[JOB A]
Copy the stretch of the attachment-styles passage from "Why Opposites Attract" through "from our own." word for word.
[JOB B]
Pick up the passage on anxious and avoidant attachment pairings after its last sentence and carry it further.

--- start SELECTED TEXT ---

So, why don’t anxiously attached people just date each other? Wouldn’t it be easier to be with someone who has the same needs for connection, intimacy, and togetherness? It seems logical, but in reality, we rarely see anxious-anxious pairings. In this post, we’ll explore why this is the case, the dynamics that emerge when two anxiously attached people do come together, and why avoidant-avoidant relationships are also uncommon.

Why Opposites Attract in Relationships

For many people with anxious attachment, dating someone with avoidant tendencies feels familiar. While it’s not always easy, there’s a magnetic pull towards avoidant partners. This attraction often comes from our tendency to be drawn to people who possess traits that differ from our own.

An anxiously attached person who struggles with low self-worth and independence might find an avoidant partner’s independence, assertiveness, and confidence particularly appealing. On the flip side, an avoidant partner, who tends to suppress their emotional world, may be drawn to the emotional expressiveness and affection of someone with anxious attachment. This "opposites attract" dynamic plays a big role in why anxious and avoidant individuals often find themselves in relationships with each other.

The Rare Case of Anxious-Anxious Pairings

While it seems logical for two anxiously attached people to date, it rarely happens in practice. Even if it does, the dynamic often shifts over time. Here’s why:

  1. Attraction to Avoidant Traits: As mentioned, anxiously attached individuals often feel a stronger attraction to people who possess qualities they themselves feel they lack, such as independence or emotional detachment. Therefore, they are less likely to be drawn to someone with the same anxious tendencies.

--- end SELECTED TEXT ---
--- start EXCERPTED RECORDS ---

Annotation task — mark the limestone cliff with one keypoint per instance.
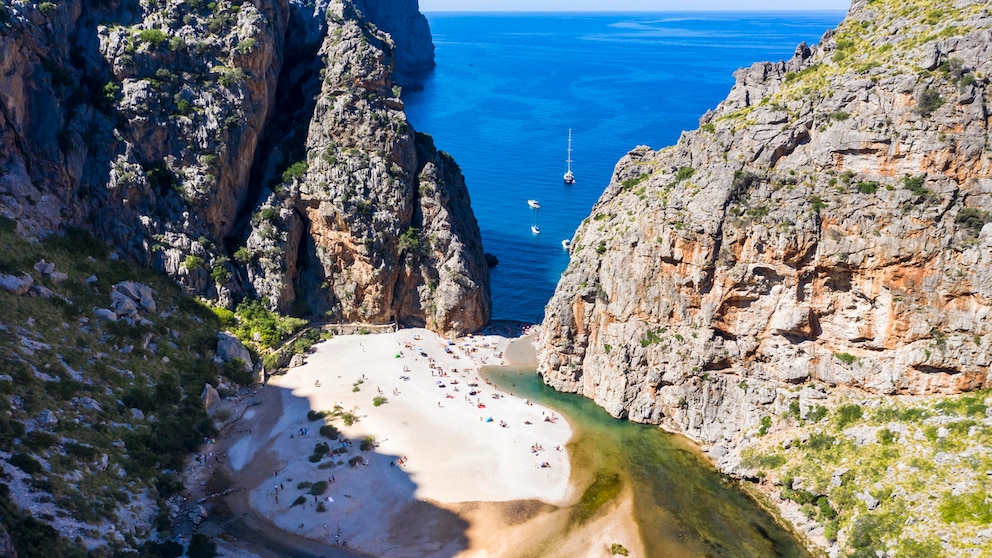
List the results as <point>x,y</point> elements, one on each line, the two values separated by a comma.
<point>181,133</point>
<point>827,224</point>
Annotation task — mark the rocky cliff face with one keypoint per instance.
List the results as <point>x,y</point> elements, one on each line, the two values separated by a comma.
<point>206,140</point>
<point>827,224</point>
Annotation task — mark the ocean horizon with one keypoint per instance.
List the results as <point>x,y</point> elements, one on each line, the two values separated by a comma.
<point>509,86</point>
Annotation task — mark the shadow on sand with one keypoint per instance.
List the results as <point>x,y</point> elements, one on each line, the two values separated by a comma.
<point>395,524</point>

--- end EXCERPTED RECORDS ---

[RESPONSE A]
Why Opposites Attract in Relationships

For many people with anxious attachment, dating someone with avoidant tendencies feels familiar. While it’s not always easy, there’s a magnetic pull towards avoidant partners. This attraction often comes from our tendency to be drawn to people who possess traits that differ from our own.

[RESPONSE B]
  2. Emotional Saturation: In relationships where both partners are anxiously attached, the dynamic tends to recalibrate after some time. When both people want constant closeness, one partner may start feeling overwhelmed. The emotional intensity of the relationship can reach a point where one person begins to pull back, taking on a more avoidant role. It’s not that they suddenly become avoidant in a long-term sense, but within the context of this particular relationship, they may need to create space to balance the overwhelming closeness.

  3. The Recalibration Effect: Relationships are dynamic systems, and partners often adjust to each other’s behaviors. In an anxious-anxious pairing, one person will usually lean towards avoidance to create a balance. When both people are "full throttle" with their emotional needs and demands for closeness, the relationship can feel unsustainable. As a result, one person pulls back, and the dynamic starts to resemble the anxious-avoidant pattern, but on a lesser scale.

Avoidant-Avoidant Relationships: Why They’re Uncommon

Just as anxious-anxious pairings are rare, avoidant-avoidant relationships are also uncommon. While it might seem like two avoidantly attached people would be an ideal match because they both value independence and emotional distance, these relationships often struggle to gain traction or deepen into emotional intimacy.

  1. Lack of Emotional Glue: Avoidantly attached people typically find it difficult to connect deeply with their emotions and the emotions of others. In a relationship between two avoidants, this can lead to a lack of the emotional “glue” that bonds partners together. With both individuals keeping a distance, there’s little to anchor the relationship in terms of vulnerability or emotional closeness.

  2. Difficulty with Commitment: Avoidant individuals often fear the vulnerability required for deep connection, which makes it hard to build and maintain a close, committed relationship. When both partners are avoidant, they might struggle to invest enough emotionally to keep the relationship alive, leading to stagnation or detachment over time.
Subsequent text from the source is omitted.